**PASSAGE PROVIDED**
In addition, healthcare is also becoming more similar to the retail sector, with an abundance of sophisticated trackers, sensors, wearables, and self-tests that enable patients to play an expanded role in their diagnoses and management of their care.

This trend will continue to accelerate. A recent report from Accenture shows that 44% of patients are using new devices or apps to help manage their health conditions, with 90% reporting a positive experience. The challenge for physicians moving forward will be to develop new strategies to more fully engage with patients who seek greater control of their healthcare.

Increased Focus on Equitable Care and Disparities

This year has brought increased focus on delivering culturally responsive and equitable care to reduce and eliminate disparities and improve population health. Although the problems are long-standing, the disproportionate mortality rate of COVID-19 in the Black and Latinx communities has brought them into greater focus.

Our country is becoming increasingly diverse, and our healthcare system must deliver care to all patients in a way that acknowledges and honors this diversity in the clinical setting, by respecting patients' health beliefs and practices and demonstrating a deeper cultural understanding. It's crucial that we have trusting relationships with all patients, regardless of their background, ethnicity, or socioeconomic status — and a crucial part of building this trust involves clinicians being aware of potential unconscious bias and taking steps to mitigate it.

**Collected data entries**
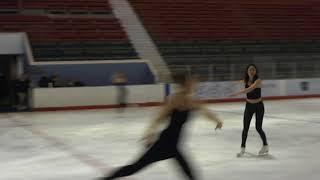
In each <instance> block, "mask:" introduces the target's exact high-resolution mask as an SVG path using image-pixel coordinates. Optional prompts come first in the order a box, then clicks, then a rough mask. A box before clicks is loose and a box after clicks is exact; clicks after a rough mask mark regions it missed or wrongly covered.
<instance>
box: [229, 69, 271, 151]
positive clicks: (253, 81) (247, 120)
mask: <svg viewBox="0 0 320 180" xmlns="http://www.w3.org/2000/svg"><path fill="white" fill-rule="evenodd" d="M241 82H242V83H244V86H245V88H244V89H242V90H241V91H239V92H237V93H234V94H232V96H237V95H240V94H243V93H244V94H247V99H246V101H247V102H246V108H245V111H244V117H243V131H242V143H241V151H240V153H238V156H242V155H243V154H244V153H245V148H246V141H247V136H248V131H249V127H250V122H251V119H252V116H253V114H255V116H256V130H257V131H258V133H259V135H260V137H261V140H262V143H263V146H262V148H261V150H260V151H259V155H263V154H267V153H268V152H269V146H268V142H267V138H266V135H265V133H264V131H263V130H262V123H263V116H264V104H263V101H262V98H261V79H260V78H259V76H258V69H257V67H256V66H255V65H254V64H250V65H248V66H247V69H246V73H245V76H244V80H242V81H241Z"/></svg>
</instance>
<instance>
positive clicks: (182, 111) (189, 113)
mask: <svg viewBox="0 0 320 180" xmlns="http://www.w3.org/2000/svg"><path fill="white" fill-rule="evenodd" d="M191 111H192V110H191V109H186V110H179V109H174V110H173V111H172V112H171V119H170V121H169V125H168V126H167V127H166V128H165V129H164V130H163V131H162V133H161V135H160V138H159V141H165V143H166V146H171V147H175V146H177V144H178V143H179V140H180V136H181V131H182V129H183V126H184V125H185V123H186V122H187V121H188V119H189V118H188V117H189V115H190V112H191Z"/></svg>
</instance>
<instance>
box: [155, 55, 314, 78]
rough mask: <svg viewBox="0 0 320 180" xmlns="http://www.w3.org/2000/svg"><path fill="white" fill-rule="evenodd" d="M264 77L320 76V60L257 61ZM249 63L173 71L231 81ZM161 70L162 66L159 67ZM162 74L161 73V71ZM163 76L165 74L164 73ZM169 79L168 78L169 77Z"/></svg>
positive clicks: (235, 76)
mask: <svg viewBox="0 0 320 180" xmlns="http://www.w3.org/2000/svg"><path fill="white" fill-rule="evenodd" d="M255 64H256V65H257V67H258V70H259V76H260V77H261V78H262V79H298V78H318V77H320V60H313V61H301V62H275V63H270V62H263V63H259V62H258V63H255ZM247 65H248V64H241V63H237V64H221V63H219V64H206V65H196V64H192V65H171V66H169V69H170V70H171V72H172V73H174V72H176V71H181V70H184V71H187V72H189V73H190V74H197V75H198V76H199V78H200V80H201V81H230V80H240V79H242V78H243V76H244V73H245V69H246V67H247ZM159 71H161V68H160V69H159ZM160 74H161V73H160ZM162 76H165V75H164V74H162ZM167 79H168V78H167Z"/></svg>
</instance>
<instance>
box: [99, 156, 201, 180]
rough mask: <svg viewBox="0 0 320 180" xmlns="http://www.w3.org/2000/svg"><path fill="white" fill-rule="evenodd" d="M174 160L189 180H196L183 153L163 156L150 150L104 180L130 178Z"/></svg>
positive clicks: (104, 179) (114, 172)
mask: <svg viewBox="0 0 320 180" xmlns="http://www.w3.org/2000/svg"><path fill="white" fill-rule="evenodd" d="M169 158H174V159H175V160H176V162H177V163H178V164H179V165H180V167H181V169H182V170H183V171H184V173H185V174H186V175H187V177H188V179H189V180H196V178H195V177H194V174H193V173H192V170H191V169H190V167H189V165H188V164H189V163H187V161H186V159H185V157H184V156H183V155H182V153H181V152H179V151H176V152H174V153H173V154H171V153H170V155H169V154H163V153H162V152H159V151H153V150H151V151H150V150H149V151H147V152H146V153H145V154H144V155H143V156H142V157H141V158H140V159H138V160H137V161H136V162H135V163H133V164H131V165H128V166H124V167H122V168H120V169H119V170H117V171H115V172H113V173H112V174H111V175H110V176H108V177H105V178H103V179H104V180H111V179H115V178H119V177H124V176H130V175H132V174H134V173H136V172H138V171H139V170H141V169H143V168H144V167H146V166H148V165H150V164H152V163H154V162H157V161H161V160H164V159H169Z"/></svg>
--
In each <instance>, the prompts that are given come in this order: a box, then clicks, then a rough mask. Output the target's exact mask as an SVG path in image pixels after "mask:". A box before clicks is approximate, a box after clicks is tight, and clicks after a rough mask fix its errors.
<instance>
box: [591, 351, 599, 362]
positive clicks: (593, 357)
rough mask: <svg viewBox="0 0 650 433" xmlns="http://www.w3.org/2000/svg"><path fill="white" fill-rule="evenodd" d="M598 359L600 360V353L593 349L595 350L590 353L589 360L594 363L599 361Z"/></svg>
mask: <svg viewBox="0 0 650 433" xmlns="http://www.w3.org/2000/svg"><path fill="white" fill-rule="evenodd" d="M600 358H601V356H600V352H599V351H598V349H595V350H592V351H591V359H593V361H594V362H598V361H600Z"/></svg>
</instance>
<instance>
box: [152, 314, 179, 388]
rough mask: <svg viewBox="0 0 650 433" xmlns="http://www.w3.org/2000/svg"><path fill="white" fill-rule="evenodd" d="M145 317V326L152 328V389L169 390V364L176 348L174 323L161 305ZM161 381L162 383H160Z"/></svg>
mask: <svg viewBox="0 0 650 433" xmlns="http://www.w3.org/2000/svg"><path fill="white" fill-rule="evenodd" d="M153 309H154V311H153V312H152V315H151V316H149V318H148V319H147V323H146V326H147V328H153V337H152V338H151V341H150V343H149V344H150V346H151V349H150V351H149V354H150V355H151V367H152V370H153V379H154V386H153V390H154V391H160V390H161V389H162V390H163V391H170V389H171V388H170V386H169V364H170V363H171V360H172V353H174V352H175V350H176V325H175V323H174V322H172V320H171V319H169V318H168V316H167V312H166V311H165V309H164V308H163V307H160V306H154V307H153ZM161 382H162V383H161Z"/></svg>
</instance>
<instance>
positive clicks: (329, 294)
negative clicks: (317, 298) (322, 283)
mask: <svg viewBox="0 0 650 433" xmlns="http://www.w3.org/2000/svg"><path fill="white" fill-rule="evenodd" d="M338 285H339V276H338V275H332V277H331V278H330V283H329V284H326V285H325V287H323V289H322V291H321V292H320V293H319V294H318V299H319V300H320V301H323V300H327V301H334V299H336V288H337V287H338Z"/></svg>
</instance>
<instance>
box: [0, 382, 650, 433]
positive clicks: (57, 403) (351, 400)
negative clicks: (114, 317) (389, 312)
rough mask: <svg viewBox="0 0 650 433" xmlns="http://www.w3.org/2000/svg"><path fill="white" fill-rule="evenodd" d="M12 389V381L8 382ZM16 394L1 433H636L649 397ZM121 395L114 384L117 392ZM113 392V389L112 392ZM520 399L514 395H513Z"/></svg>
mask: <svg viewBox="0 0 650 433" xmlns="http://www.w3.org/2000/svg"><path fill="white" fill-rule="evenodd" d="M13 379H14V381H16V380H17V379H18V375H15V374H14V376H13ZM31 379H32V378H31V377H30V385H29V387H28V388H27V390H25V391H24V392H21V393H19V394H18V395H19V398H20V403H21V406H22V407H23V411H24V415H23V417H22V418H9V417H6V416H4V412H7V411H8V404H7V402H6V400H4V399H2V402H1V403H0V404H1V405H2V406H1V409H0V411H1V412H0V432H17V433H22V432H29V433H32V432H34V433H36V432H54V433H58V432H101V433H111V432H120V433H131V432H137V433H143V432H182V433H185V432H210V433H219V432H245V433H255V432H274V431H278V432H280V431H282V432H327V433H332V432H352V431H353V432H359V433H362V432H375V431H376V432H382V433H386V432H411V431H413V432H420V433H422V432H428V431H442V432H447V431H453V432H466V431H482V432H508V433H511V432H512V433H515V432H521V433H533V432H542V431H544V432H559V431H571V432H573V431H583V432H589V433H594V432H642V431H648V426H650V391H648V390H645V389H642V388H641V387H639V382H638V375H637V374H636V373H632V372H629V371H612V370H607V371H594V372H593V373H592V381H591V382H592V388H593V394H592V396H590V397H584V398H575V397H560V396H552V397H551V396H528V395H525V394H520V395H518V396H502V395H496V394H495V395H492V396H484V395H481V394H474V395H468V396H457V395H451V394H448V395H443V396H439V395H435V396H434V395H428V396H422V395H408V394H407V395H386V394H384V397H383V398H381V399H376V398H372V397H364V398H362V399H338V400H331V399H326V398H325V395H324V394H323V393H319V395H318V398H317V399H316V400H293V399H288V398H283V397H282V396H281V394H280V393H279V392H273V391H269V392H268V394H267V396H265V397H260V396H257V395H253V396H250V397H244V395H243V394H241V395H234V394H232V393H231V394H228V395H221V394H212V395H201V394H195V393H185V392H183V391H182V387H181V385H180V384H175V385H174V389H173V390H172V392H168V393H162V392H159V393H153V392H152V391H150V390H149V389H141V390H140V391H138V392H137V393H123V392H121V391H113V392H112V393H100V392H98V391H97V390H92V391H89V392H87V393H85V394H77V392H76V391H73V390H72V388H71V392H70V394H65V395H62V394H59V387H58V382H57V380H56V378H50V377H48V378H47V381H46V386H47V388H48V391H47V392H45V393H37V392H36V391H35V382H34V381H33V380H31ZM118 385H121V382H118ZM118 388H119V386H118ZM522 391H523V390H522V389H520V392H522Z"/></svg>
* * *
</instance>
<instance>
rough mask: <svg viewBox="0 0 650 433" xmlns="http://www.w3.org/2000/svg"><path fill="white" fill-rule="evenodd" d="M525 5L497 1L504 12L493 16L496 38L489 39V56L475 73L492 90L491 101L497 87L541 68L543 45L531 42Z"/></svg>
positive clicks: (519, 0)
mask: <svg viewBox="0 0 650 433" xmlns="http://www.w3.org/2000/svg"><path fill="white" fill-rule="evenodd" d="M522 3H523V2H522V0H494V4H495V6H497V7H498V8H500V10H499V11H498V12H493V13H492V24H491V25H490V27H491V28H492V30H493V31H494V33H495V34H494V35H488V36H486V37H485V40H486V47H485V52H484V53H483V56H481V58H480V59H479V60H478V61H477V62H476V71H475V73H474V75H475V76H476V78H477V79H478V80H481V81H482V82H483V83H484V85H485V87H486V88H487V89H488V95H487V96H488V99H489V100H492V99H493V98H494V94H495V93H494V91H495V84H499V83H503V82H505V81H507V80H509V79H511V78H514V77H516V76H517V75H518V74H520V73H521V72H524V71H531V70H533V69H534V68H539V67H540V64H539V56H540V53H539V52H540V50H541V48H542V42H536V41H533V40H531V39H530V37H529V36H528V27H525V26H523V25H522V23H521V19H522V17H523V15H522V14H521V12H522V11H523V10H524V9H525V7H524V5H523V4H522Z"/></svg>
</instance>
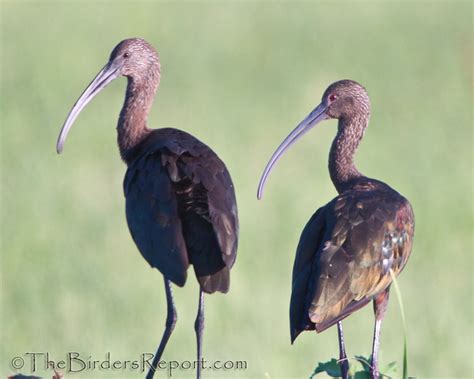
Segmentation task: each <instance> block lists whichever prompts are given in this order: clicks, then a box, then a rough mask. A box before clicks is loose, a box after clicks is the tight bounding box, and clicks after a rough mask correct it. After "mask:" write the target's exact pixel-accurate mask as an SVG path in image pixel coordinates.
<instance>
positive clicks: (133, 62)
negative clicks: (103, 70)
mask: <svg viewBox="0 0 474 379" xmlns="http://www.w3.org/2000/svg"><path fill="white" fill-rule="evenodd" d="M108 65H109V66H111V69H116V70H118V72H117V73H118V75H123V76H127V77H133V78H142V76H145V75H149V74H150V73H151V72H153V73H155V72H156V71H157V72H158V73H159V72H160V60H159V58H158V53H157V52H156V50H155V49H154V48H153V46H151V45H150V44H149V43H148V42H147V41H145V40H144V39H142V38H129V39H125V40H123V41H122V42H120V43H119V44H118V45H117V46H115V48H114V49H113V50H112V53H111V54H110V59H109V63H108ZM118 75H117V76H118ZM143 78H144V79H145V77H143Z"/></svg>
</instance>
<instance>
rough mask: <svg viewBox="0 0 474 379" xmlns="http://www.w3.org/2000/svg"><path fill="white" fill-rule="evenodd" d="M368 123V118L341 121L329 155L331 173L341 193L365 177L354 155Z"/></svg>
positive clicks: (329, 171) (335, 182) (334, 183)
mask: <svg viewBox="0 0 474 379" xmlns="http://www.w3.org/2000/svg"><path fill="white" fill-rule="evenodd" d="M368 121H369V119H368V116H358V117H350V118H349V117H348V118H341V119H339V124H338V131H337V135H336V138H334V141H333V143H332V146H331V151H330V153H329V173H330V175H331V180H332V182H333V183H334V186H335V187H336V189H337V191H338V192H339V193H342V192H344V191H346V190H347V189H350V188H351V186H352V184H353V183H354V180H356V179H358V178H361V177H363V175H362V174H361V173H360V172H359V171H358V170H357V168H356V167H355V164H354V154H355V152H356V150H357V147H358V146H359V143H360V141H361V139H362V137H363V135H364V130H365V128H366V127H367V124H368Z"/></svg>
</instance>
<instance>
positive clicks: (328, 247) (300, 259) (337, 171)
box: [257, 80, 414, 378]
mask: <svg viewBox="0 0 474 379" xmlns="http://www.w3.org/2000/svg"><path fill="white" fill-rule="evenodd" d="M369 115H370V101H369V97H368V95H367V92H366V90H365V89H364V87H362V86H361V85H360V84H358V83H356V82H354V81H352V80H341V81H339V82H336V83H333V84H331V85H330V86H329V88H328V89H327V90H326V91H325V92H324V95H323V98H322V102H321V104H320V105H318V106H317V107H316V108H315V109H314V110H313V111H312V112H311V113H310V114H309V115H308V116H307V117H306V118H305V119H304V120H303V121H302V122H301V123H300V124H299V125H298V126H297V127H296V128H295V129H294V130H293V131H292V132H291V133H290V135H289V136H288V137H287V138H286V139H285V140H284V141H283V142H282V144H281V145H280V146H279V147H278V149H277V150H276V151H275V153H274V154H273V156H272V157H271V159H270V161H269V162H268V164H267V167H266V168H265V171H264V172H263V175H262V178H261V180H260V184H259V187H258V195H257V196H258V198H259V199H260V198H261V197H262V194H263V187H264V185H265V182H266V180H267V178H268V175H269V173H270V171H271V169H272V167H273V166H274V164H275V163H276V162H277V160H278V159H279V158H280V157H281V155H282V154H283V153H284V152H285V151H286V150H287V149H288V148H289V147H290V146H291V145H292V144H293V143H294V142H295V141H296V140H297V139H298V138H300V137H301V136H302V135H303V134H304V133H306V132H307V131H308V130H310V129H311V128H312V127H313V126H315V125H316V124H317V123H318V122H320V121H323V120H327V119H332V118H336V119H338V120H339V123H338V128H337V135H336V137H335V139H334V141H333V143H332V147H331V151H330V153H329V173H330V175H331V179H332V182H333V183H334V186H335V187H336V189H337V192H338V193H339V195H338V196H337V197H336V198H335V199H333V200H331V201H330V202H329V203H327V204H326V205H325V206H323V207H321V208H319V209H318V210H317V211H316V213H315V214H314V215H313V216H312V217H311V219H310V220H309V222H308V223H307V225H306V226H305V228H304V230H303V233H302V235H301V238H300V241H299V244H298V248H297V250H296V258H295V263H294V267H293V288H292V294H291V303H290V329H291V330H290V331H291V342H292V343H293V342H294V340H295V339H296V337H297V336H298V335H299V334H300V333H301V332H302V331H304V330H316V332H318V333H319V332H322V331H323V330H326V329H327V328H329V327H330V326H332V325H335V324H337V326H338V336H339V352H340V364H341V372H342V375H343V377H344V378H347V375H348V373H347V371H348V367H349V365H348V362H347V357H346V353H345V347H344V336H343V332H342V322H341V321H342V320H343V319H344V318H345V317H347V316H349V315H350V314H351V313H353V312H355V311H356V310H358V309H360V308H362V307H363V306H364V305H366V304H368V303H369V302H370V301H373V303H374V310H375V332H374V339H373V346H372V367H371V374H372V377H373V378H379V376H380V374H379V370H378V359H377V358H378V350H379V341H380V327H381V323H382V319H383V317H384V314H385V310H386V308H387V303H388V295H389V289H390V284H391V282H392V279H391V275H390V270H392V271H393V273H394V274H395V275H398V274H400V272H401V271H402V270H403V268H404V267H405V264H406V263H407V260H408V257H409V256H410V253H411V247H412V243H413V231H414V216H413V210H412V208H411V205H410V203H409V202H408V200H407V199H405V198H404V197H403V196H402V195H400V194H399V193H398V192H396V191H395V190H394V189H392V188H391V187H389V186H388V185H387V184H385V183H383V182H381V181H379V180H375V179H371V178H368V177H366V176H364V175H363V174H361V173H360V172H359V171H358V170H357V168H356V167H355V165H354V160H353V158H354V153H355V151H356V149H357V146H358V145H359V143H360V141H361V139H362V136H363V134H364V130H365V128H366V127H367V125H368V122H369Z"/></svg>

**EXERCISES TO COMPLETE**
**A.** Answer these questions using the passage on healthcare trends:
(i) According to the Accenture report, what percentage of patients use new devices or apps to help manage their health conditions?
(ii) In which communities was the mortality rate of COVID-19 disproportionate?
(iii) What should clinicians be aware of and take steps to mitigate to build trust?
**B.** In the passage on healthcare trends, switch "wearables" to "smartwatches" and write out everything from "In addition, healthcare" down to "of their healthcare.".
**C.** Carry the passage on healthcare trends forward from its final sentence.

**OUTPUTS IN ORDER**
**A.**
(i) 44%
(ii) The Black and Latinx communities
(iii) Potential unconscious bias

**B.**
In addition, healthcare is also becoming more similar to the retail sector, with an abundance of sophisticated trackers, sensors, smartwatches, and self-tests that enable patients to play an expanded role in their diagnoses and management of their care.

This trend will continue to accelerate. A recent report from Accenture shows that 44% of patients are using new devices or apps to help manage their health conditions, with 90% reporting a positive experience. The challenge for physicians moving forward will be to develop new strategies to more fully engage with patients who seek greater control of their healthcare.

**C.**
But health consequences are just one manifestation of pervasive disparities, including but not limited to access to fresh fruits and vegetables, transportation, public parks and walkways, clean air and water, and quality education and housing. We can't eliminate health disparities if we don't solve the root causes. While resources will be more limited in a post-COVID world, we must continue to prioritize the types of investments that we know improve the overall health of our communities — making them all better places to live, work, learn, and play.

Moving Care Delivery From Hospitals to Home

For many years, patients needing healthcare have gone to physician offices and medical centers to receive medical treatment. But this is changing, and the pandemic has only accelerated the trend of bringing care that was previously delivered in a hospital setting to patients' homes.

This has been made possible by the increasing sophistication of remote patient monitoring tools, which provide real-time data as well as early warnings about changes in clinical status to physicians and care teams. Thanks to a variety of digital diagnostic tools, physicians can now remotely listen to the hearts and lungs of patients recovering at home from COVID-19 and monitor other health issues, such as diabetes and hypertension.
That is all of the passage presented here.